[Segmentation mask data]
================================
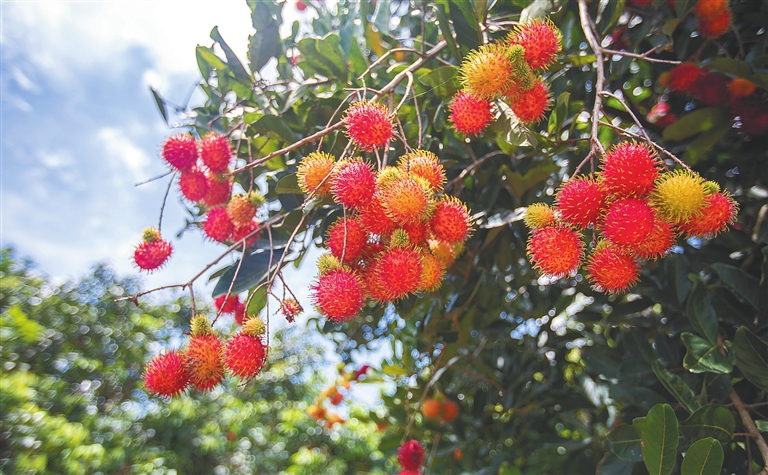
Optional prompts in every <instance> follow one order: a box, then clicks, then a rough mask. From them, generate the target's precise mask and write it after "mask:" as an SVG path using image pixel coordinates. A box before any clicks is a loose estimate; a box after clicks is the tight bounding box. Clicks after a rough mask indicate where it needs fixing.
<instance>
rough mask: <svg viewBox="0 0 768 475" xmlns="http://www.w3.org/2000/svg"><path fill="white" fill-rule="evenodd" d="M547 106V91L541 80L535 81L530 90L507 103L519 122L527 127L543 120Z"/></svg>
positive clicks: (538, 79) (543, 83)
mask: <svg viewBox="0 0 768 475" xmlns="http://www.w3.org/2000/svg"><path fill="white" fill-rule="evenodd" d="M549 105H550V95H549V89H548V88H547V86H546V85H545V84H544V82H543V81H542V80H541V79H537V80H536V82H535V84H534V85H533V87H532V88H531V89H529V90H528V91H526V92H523V93H521V94H520V95H519V96H517V98H515V99H513V100H511V101H510V103H509V107H510V108H511V109H512V112H514V113H515V115H516V116H517V118H518V119H520V122H522V123H524V124H527V125H531V124H535V123H537V122H539V121H540V120H541V119H543V118H544V114H545V113H546V112H547V109H549Z"/></svg>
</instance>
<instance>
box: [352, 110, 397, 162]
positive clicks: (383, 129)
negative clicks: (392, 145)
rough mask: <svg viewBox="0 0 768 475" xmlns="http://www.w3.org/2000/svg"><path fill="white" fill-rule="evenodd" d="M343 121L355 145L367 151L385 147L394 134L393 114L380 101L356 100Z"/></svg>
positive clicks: (356, 146)
mask: <svg viewBox="0 0 768 475" xmlns="http://www.w3.org/2000/svg"><path fill="white" fill-rule="evenodd" d="M343 121H344V125H345V126H346V128H347V135H348V136H349V138H350V139H352V142H353V143H354V144H355V146H356V147H358V148H361V149H363V150H366V151H370V150H374V149H377V148H381V147H385V146H386V145H387V144H388V143H389V142H390V140H392V137H393V136H394V129H395V128H394V125H393V124H392V116H391V114H390V113H389V110H388V109H387V106H385V105H384V104H380V103H378V102H373V101H367V100H365V101H359V102H355V103H354V104H352V105H350V106H349V108H348V109H347V112H346V114H345V115H344V119H343Z"/></svg>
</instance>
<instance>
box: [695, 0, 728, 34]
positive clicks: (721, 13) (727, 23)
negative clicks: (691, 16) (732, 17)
mask: <svg viewBox="0 0 768 475" xmlns="http://www.w3.org/2000/svg"><path fill="white" fill-rule="evenodd" d="M699 3H706V1H705V2H699ZM730 26H731V12H730V10H728V9H727V8H726V9H725V10H723V11H722V12H720V13H719V14H718V15H716V16H714V17H712V18H709V19H705V18H699V31H700V32H701V34H702V35H704V36H706V37H707V38H719V37H720V36H722V35H723V34H724V33H725V32H726V31H728V28H730Z"/></svg>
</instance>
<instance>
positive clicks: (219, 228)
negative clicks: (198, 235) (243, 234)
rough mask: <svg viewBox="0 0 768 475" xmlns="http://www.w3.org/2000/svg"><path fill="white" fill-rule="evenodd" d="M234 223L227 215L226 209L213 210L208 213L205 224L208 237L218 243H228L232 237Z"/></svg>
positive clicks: (204, 222) (206, 234) (226, 210)
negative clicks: (232, 228) (232, 229)
mask: <svg viewBox="0 0 768 475" xmlns="http://www.w3.org/2000/svg"><path fill="white" fill-rule="evenodd" d="M232 228H233V226H232V221H231V220H230V219H229V215H227V209H226V208H213V209H212V210H210V211H208V214H207V215H206V217H205V222H204V223H203V232H205V234H206V236H208V237H209V238H211V239H213V240H214V241H218V242H226V241H227V239H229V236H231V235H232Z"/></svg>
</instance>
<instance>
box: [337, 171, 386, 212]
mask: <svg viewBox="0 0 768 475" xmlns="http://www.w3.org/2000/svg"><path fill="white" fill-rule="evenodd" d="M332 191H333V196H334V198H335V199H336V202H337V203H341V204H343V205H344V206H347V207H350V208H353V209H357V208H360V207H361V206H363V205H365V204H366V203H367V202H368V201H370V199H371V197H372V196H373V193H374V192H375V191H376V175H375V174H374V173H373V169H372V168H371V165H370V164H368V163H367V162H362V161H353V162H349V163H347V164H345V165H343V166H341V168H340V169H339V170H338V171H337V172H336V175H335V176H334V178H333V185H332Z"/></svg>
================================
### Exercise
Please repeat the lines above exactly, beginning with the line that contains "negative clicks: (232, 228) (232, 229)" and ending with the final one.

### Response
negative clicks: (232, 228) (232, 229)
mask: <svg viewBox="0 0 768 475" xmlns="http://www.w3.org/2000/svg"><path fill="white" fill-rule="evenodd" d="M232 228H233V226H232V221H231V220H230V219H229V215H227V209H226V208H213V209H212V210H210V211H208V214H207V215H206V217H205V222H204V223H203V232H205V234H206V236H208V237H209V238H211V239H213V240H214V241H218V242H226V241H227V239H229V236H231V235H232Z"/></svg>
</instance>
<instance>
box: [337, 171, 386, 212]
mask: <svg viewBox="0 0 768 475" xmlns="http://www.w3.org/2000/svg"><path fill="white" fill-rule="evenodd" d="M332 191H333V196H334V198H335V199H336V202H337V203H341V204H343V205H344V206H347V207H350V208H353V209H357V208H360V207H361V206H363V205H365V204H366V203H367V202H368V201H370V199H371V197H372V196H373V193H374V192H375V191H376V175H375V174H374V173H373V169H372V168H371V165H370V164H368V163H367V162H362V161H353V162H349V163H347V164H345V165H343V166H341V168H340V169H339V170H338V171H337V172H336V175H335V176H334V178H333V185H332Z"/></svg>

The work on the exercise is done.